> [THE TASK] Using the material below, repeat exactly the lines from the one with "In the picture below, where can the tiara" through the one with "In the picture above, where can the white ruffled", ends included, without any images.

> [DATA FOR REVIEW]
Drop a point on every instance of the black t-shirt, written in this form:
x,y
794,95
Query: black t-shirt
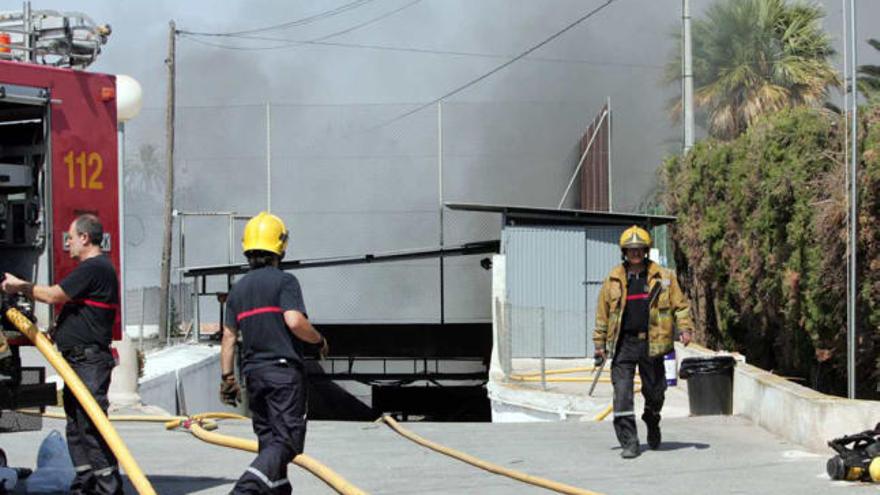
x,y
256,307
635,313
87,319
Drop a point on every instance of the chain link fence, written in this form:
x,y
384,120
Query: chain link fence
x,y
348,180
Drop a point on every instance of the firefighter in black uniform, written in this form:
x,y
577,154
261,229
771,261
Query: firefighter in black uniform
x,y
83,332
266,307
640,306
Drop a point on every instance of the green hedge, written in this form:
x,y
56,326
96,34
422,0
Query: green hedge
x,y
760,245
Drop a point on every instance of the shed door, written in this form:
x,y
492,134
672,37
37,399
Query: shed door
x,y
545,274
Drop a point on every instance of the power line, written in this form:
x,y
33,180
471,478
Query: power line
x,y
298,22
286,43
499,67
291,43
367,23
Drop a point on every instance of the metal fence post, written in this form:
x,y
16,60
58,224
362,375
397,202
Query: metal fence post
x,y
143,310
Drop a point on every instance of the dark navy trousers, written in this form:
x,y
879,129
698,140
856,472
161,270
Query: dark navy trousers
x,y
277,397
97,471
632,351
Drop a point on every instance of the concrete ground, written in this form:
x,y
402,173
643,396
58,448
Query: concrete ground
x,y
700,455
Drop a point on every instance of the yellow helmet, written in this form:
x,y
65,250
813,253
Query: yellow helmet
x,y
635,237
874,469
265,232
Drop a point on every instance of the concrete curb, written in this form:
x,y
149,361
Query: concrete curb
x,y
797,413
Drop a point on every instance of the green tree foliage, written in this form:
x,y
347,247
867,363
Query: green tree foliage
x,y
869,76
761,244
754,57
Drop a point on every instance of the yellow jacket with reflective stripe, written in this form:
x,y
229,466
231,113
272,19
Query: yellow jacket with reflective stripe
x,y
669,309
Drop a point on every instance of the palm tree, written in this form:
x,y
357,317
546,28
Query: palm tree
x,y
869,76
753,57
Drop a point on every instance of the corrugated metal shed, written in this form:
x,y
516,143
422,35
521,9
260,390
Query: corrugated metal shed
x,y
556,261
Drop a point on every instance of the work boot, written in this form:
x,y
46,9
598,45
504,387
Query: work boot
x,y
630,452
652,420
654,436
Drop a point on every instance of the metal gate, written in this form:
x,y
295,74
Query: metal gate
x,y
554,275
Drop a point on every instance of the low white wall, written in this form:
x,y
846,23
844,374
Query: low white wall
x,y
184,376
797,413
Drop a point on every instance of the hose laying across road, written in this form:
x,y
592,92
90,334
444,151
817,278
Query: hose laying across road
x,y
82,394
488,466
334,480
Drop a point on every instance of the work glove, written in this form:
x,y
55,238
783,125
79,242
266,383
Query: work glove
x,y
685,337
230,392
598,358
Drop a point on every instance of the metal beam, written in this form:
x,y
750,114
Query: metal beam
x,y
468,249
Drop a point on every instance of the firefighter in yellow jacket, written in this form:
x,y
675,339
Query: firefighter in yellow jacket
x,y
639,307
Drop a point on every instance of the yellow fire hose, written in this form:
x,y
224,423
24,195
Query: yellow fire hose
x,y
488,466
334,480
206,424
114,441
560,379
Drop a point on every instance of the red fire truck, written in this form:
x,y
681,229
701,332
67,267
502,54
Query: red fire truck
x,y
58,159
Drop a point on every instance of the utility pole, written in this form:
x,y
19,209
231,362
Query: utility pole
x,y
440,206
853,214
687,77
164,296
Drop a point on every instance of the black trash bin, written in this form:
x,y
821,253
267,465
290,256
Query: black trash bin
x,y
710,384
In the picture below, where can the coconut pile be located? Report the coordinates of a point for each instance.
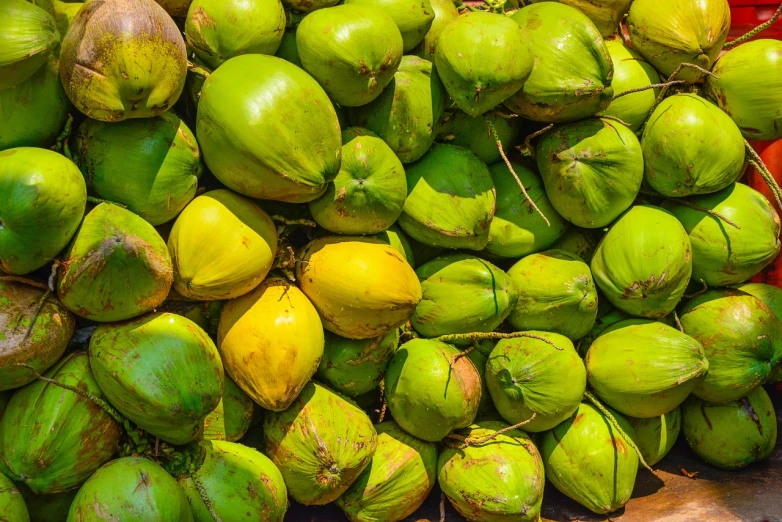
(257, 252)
* * *
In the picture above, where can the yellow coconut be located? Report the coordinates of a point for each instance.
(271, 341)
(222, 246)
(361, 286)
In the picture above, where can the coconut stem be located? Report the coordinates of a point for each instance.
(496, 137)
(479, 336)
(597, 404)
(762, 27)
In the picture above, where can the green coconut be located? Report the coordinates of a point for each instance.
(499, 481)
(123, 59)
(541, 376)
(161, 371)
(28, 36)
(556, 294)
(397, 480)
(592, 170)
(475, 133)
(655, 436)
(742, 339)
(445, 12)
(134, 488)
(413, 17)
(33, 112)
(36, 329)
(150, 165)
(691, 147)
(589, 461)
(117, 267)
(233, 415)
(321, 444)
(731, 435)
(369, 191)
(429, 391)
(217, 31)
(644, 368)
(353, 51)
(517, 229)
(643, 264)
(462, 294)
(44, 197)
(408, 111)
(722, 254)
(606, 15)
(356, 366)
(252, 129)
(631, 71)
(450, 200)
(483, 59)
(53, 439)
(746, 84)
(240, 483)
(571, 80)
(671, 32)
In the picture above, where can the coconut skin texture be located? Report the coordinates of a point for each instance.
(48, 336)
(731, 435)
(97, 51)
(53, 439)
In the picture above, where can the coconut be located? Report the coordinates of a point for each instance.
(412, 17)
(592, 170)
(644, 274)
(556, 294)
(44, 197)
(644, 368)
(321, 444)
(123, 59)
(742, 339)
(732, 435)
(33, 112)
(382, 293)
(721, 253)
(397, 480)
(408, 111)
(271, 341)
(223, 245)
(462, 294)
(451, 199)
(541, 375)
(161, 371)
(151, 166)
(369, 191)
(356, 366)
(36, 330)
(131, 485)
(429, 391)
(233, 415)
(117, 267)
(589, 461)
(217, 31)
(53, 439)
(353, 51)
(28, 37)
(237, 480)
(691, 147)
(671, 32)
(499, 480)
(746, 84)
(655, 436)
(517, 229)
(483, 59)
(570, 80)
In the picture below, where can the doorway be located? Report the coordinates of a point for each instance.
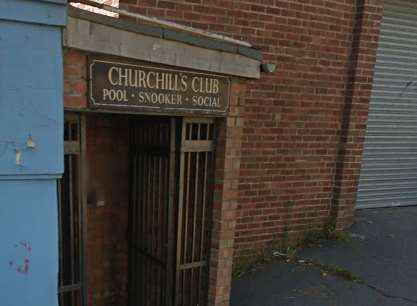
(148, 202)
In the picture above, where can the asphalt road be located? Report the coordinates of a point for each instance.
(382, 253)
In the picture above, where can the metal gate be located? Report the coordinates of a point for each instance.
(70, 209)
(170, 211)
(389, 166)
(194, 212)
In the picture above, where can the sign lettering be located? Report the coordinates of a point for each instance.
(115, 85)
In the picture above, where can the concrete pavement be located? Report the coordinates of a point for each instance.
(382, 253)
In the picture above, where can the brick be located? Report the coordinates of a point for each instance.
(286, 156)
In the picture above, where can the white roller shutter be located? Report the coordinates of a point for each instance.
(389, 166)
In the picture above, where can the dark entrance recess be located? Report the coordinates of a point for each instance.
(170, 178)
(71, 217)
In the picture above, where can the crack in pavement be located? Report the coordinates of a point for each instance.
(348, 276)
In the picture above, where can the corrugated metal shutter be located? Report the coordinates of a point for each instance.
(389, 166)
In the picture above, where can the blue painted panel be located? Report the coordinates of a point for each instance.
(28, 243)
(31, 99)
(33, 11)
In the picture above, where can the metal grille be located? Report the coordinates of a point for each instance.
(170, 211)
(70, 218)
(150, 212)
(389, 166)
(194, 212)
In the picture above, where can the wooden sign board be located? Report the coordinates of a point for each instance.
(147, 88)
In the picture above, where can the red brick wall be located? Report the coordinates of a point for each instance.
---
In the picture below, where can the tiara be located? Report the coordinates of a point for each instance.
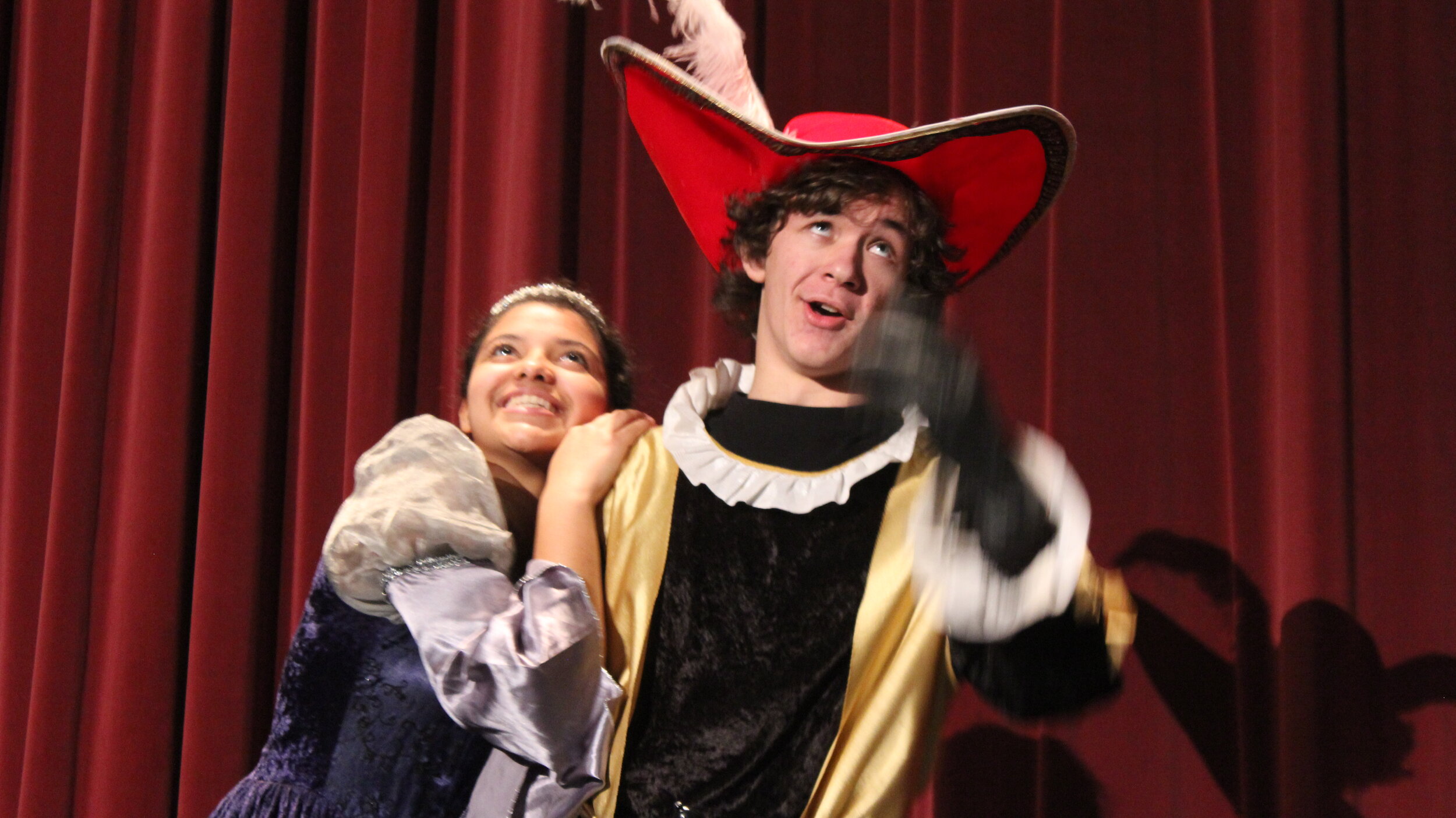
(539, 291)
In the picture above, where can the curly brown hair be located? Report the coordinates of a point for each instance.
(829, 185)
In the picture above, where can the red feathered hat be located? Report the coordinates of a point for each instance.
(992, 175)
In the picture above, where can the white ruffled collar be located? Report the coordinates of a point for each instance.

> [TASK SOLUTION]
In the picture below, where can the tiara be located? Report the coordinates of a point for each instance.
(539, 291)
In the picture above, where can the curly brown hair be located? Report the coordinates of a point for each instance.
(829, 185)
In the picture above, where can the red feathered hat be located? Report the coordinates of a point for each instance.
(992, 175)
In the picture above, where can the white ruffled collar be located? Report the coordinates of a point for each instance.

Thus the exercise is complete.